» CHALLENGE 1
In one to three sentences, explain what led to the writing of the article on experimental musical instruments, according to its opening paragraph.
» CHALLENGE 2
Which instrument does the article on experimental musical instruments name as the first electronic musical instrument?
» CHALLENGE 3
Write the next part of the article on experimental musical instruments, picking up after its final sentence.

++++ SELECTED EXTRACT

While having an after-beer with a few students in Graz recently, one student suggested I should write down a list of artists I had mentioned during the masterclass. Good input, and I decided to write this introductory article to give people a broader awareness of experimental musical instruments as an art form.

Ancient bone flutes.

Ancient Instruments

The craft of building instruments goes back to basically the time people starting making music. Parts of bone flutes of about 43.000 years ago are the oldest archaeological artifacts. String instruments and drums followed later when the skills of human mankind evolved.

Musical Instrument Building as an Art Form

For the purpose of this story I limit myself to the modern age though. Before 1900 the motivation to develop new instruments could be regarded as an act of craftsmanship and hunt for better tools. If we look at the history of art we see two (for the sake of this story at least) prominent philosophies that changed the perception of what art is.

First there was the l’art pour l’art (art for art’s sake) that set art free from any purpose of necessity besides being art.

Second there was the Arts and Crafts movement that recognized the value or art in essentially any object that is made with a certain degree or artistic expression. Any tool or object can be valued as art. A simple example is for instance the beauty people experience in vintage car designs, or any other functional object that has a collectable quality.

Impact of Electricity on Contemporary Music

Many examples exist wherein science, interculturalism, welfare level, political zeitgeist, and art interact with each other and affect each other’s evolution. What is not so often mentioned in literature, is that one particular aspect of the industrial revolution had a massive impact on music: Electricity. The topic of experimental musical instruments can hardly be understood without that dominant influence taken in regard.

The radio, record player and tape recorders changed the way we listen to music. No longer is it necessary to experience music in a live setting. The music can be recorded and played at home. This not only separated sound from the actual performance, but also heavily changed the way we make music.

The Telharmonium, built by Thaddeus Cahill in 1896, was an early attempt to distribute music through telephone wires at houses. This was the first electronic musical instrument.

Prior to recorded music, music was passed on orally (folk music) or written as sheet music (classical music). With the arrival of recording equipment, it became possible to capture music in a new way.

++++++++
++++ PROVIDED RECORDS

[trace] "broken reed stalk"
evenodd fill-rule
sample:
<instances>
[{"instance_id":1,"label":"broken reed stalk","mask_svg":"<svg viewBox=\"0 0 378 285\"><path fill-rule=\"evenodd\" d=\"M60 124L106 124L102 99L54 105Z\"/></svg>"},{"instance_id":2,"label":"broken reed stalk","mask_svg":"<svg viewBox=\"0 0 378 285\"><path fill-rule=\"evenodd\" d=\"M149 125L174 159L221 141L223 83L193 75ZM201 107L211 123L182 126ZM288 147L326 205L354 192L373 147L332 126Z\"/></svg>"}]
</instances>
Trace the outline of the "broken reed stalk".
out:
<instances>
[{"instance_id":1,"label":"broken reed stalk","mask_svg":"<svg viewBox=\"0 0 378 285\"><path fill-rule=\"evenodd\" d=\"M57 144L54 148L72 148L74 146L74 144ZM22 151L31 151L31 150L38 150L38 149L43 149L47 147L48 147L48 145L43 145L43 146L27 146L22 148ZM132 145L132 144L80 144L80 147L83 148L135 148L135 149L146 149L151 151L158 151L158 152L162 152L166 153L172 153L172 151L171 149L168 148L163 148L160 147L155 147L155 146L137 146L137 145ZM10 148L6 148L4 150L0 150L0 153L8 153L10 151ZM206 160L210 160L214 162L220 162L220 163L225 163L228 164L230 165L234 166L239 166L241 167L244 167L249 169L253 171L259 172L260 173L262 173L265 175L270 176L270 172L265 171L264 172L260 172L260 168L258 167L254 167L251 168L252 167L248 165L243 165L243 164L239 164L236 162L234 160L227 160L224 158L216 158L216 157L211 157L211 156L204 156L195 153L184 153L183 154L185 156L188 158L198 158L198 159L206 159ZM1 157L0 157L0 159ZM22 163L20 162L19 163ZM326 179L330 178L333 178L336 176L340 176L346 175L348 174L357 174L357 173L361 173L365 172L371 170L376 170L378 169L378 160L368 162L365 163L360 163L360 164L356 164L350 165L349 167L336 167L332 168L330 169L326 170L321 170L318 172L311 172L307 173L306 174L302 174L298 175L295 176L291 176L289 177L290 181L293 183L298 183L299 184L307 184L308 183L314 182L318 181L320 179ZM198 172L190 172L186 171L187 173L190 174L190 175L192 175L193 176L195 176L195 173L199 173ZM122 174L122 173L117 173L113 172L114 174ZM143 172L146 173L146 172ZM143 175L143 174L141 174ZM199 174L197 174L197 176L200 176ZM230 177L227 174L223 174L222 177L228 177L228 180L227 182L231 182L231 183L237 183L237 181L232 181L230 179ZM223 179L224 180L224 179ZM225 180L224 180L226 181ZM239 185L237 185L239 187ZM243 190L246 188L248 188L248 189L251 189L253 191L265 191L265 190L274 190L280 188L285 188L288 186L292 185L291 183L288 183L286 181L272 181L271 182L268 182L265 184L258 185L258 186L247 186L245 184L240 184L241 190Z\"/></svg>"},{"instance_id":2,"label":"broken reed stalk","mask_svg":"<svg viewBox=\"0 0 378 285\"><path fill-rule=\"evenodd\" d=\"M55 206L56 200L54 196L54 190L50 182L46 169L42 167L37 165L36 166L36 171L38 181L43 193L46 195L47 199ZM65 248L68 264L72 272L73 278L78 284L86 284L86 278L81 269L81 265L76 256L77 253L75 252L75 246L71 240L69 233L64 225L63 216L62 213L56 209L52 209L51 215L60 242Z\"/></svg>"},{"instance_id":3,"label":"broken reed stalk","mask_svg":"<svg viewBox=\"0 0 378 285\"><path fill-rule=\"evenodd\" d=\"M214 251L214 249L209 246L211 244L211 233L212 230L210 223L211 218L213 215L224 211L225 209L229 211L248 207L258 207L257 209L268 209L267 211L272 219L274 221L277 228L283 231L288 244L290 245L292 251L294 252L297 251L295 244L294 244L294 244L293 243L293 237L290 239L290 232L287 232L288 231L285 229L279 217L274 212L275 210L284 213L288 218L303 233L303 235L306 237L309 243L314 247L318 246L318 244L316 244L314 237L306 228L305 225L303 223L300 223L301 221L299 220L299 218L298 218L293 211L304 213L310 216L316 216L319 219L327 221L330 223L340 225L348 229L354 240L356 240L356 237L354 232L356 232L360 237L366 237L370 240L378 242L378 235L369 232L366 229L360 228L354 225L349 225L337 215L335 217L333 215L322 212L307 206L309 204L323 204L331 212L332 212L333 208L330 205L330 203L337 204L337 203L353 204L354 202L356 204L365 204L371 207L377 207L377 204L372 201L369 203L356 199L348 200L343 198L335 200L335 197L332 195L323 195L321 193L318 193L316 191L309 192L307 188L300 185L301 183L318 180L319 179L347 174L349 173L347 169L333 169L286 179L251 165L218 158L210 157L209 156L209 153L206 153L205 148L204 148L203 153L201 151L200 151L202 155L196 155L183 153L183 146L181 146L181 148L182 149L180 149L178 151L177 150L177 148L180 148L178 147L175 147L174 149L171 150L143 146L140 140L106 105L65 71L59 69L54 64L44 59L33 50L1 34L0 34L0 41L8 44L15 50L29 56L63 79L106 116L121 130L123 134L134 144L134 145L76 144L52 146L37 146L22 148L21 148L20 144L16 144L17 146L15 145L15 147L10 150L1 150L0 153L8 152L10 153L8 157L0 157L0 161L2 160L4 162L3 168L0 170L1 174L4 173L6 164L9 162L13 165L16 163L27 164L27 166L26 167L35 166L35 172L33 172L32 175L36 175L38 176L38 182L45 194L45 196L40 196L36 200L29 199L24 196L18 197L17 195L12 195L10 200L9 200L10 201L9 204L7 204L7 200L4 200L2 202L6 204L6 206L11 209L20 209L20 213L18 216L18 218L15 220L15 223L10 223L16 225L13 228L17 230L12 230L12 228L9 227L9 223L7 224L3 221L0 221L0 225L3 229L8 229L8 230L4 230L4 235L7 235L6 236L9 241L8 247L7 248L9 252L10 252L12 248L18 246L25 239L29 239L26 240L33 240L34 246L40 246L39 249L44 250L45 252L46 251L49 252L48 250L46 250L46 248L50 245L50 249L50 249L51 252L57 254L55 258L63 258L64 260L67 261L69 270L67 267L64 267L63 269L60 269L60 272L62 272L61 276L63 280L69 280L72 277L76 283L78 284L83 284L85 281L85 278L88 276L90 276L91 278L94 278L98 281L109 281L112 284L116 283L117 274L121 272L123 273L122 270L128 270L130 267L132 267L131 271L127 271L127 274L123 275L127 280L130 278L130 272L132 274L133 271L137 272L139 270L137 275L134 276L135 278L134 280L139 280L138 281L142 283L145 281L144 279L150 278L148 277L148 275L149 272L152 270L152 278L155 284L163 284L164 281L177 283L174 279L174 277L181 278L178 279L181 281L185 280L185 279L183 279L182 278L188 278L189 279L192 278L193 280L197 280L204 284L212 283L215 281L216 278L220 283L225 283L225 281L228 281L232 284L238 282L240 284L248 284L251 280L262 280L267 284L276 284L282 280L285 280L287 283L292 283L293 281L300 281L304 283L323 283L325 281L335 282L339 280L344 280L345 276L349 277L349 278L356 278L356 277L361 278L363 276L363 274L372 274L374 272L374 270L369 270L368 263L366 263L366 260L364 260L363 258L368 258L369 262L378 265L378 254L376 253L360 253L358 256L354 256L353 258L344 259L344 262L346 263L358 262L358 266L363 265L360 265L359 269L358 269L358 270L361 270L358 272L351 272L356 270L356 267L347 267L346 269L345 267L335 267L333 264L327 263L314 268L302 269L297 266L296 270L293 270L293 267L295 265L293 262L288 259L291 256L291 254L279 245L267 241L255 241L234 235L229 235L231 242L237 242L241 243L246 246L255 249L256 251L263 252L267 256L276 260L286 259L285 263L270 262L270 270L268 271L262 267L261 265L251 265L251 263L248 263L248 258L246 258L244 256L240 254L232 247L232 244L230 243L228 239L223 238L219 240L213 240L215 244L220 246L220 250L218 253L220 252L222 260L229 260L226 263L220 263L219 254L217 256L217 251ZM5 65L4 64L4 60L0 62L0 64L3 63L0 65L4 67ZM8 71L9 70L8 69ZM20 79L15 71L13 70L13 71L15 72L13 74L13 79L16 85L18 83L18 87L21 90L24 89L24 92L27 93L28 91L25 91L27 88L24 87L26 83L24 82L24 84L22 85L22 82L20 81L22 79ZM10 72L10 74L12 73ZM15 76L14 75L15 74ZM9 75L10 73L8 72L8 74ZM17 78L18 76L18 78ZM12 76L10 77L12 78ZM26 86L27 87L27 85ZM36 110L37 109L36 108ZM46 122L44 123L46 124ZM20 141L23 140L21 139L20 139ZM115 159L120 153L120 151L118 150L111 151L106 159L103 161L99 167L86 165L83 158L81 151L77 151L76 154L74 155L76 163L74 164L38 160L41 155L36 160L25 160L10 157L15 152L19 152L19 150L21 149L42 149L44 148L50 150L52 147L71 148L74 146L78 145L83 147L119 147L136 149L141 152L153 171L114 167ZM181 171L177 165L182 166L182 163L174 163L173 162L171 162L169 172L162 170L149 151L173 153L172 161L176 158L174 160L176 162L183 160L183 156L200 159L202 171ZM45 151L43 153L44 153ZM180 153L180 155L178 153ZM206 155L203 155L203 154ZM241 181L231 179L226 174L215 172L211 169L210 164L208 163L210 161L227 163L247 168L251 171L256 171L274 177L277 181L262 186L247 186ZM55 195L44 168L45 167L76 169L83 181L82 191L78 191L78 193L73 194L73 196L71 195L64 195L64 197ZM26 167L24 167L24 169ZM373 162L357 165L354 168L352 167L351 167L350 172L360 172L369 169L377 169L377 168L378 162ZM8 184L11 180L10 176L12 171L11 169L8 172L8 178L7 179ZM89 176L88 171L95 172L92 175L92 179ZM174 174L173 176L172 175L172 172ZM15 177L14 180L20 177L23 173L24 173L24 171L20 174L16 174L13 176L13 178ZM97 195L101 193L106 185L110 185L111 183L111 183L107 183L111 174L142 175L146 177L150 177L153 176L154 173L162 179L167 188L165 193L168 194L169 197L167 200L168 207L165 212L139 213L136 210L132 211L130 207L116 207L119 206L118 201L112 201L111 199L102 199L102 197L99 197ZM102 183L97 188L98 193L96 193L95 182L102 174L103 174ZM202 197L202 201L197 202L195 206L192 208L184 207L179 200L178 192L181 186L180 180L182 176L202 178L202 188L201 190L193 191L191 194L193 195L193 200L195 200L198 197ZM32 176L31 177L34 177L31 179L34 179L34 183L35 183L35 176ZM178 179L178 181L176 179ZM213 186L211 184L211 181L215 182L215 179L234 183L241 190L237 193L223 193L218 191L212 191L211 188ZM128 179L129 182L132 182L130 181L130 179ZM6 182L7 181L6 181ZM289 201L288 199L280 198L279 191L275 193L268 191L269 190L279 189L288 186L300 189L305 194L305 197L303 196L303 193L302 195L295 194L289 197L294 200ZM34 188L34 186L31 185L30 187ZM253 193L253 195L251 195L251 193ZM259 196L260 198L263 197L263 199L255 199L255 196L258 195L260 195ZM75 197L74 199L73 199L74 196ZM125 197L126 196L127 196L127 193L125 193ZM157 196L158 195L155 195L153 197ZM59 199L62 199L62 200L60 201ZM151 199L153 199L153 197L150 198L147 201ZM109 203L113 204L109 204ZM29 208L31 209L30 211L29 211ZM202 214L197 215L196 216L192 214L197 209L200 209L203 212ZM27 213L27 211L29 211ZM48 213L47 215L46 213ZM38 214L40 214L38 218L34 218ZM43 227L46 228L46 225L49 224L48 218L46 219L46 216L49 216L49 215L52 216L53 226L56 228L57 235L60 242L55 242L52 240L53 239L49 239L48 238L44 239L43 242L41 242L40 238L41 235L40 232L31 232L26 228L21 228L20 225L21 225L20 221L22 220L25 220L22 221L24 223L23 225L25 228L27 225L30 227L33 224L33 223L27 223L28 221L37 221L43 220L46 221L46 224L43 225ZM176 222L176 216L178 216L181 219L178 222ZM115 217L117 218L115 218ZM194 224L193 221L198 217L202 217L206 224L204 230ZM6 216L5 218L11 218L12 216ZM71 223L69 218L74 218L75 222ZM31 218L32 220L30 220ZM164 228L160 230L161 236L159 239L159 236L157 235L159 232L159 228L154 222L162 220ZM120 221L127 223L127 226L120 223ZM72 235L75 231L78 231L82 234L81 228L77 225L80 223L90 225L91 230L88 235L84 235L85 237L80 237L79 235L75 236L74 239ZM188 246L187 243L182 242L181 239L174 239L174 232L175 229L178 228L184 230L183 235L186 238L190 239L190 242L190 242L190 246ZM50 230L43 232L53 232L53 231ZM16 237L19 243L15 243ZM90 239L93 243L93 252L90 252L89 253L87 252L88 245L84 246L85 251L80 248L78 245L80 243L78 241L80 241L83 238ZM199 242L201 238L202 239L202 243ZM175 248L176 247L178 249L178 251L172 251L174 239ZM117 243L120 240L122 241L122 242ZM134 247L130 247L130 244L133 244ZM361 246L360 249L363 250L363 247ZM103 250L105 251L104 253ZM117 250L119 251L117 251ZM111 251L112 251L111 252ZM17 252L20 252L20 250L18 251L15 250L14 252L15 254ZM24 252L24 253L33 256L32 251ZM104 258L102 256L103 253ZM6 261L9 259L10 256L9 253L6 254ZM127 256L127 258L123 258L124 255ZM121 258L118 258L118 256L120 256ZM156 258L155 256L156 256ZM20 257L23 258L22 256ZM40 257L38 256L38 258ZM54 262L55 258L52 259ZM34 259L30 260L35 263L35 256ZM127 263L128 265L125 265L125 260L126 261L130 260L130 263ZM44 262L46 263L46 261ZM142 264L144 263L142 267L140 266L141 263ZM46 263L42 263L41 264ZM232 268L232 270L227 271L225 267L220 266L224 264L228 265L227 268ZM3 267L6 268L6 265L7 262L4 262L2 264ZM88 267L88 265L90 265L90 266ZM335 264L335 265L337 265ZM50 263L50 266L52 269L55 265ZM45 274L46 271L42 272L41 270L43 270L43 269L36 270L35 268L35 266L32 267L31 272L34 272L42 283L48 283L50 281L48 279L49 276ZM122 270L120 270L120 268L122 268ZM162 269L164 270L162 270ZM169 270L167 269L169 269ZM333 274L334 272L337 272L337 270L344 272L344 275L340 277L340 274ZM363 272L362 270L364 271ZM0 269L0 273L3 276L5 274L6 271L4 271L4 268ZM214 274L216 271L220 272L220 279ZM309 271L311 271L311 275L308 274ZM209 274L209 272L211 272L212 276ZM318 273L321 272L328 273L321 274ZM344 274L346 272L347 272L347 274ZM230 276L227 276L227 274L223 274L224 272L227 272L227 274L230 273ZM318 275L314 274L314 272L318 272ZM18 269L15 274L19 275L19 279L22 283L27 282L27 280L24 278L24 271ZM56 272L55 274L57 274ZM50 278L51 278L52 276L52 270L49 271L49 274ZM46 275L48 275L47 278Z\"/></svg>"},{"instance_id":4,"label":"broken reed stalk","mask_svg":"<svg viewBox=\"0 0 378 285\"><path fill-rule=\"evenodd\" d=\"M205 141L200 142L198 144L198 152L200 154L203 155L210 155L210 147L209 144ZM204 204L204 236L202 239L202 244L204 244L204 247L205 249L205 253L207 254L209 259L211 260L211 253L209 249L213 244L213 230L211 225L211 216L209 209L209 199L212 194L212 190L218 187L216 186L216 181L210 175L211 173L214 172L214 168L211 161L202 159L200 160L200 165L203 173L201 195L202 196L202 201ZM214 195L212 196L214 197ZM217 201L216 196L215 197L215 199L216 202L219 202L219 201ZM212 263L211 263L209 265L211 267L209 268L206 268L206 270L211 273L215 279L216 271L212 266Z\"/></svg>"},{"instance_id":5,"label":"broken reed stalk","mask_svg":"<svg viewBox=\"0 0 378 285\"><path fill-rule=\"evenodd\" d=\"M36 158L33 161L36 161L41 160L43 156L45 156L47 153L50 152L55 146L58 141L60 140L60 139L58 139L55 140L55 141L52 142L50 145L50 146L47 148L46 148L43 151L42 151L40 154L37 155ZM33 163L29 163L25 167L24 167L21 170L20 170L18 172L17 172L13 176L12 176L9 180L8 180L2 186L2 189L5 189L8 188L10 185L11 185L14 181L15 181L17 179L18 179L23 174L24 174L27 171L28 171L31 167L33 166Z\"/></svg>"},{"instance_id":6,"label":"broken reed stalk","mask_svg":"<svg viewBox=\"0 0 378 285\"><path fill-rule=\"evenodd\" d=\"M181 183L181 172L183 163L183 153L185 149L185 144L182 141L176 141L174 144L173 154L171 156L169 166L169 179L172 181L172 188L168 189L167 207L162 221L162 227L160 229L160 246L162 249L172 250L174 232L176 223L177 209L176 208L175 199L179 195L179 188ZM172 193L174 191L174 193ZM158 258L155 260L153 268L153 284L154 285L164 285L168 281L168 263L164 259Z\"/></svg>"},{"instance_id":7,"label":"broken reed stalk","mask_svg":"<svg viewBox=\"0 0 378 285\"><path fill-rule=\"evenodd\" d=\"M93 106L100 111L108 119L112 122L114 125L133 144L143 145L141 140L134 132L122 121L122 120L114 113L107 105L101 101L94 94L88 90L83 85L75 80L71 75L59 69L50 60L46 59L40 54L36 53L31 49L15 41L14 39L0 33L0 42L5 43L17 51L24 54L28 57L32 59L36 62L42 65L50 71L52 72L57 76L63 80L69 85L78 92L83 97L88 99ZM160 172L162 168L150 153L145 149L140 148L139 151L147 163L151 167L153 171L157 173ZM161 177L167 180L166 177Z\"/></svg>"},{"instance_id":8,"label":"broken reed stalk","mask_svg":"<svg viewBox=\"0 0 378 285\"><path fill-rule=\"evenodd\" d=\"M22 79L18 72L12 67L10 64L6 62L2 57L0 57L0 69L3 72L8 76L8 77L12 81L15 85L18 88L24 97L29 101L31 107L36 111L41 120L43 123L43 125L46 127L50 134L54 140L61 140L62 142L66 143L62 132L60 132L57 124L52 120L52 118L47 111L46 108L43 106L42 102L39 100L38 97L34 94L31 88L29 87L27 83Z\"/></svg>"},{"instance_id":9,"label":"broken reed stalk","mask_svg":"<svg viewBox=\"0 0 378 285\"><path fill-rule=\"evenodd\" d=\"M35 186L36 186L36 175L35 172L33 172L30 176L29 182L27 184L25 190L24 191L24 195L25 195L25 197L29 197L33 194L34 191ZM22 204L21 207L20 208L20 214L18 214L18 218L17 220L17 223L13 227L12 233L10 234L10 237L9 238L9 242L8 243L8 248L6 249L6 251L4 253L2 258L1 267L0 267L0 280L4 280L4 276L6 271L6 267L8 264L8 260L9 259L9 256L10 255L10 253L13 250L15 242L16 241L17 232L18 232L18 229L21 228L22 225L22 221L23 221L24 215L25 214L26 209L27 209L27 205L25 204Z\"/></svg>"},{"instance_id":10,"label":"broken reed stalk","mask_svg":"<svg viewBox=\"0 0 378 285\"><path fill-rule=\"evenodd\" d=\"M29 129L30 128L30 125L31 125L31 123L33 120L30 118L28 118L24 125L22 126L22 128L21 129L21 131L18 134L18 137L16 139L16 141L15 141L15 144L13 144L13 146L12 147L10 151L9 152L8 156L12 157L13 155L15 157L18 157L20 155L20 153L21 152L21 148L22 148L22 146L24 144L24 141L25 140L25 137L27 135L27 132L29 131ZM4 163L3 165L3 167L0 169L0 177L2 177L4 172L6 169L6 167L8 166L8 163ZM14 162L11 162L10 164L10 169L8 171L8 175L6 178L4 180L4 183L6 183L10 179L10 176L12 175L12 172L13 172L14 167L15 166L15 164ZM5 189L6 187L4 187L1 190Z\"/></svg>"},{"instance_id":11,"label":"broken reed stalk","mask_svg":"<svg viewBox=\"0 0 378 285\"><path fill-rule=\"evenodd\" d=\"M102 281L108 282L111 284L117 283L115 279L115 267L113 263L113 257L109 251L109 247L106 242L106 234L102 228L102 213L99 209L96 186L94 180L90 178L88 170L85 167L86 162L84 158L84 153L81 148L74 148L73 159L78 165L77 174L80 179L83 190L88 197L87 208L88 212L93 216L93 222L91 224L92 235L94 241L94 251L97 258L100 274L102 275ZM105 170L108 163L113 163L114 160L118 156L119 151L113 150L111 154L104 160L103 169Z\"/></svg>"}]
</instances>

++++++++

» FINAL RESULT 1
During an after-beer in Graz, a student suggested that the author write down a list of the artists mentioned during the masterclass. The author took this as good input and wrote an introductory article to give people a broader awareness of experimental musical instruments as an art form.

» FINAL RESULT 2
The Telharmonium, built by Thaddeus Cahill in 1896.

» FINAL RESULT 3
Also the way it was recorded became a new art form itself. Pretty much every decade of the last hundred years featured new inventions, hence changing the sound of the music of that era. First it was just one mic, then a few and a mixer, then multi-channel recording and post mixing. New mics, new electric amplified instruments (Hammond organ, Rhodes piano, electric guitar and bass guitar), new electronic instruments (electronic organs and synths), effect pedals, samples, the computer… All of them had a big impact on the evolution of contemporary music.

Often new inventions created new techniques. A simple example is the microphone. Before the microphone existed, you had to sing as loud as possible to dominate the orchestra, for instance in opera. With the microphone it became in fashion to also sing with a whispering voice (Jacques Brel’s Ne Me Quitte Pas). It would be impossible to hear a metal singer’s grunting without a mic, even if he’d tried his best. Beat boxing uses the deep sounds from close mic-ing, etc..

Similar sound revolutions happened with the electric guitar and many other new devices. The list of examples is uncountable.

Luigi Russolo and Ugo Piatti with the Intonarumori, around 1910/1920.

Luigi Russolo’s L’arte dei Rumori (The Art of Noises)

If I’d put a dot on the timeline where instrument building became an individual art form, I’d call the year 1913. Luigi Russolo was an Italian futurist painter interested in music. In 1913 he wrote a letter to his composer friend Pratella in which he categorized a series of different noises.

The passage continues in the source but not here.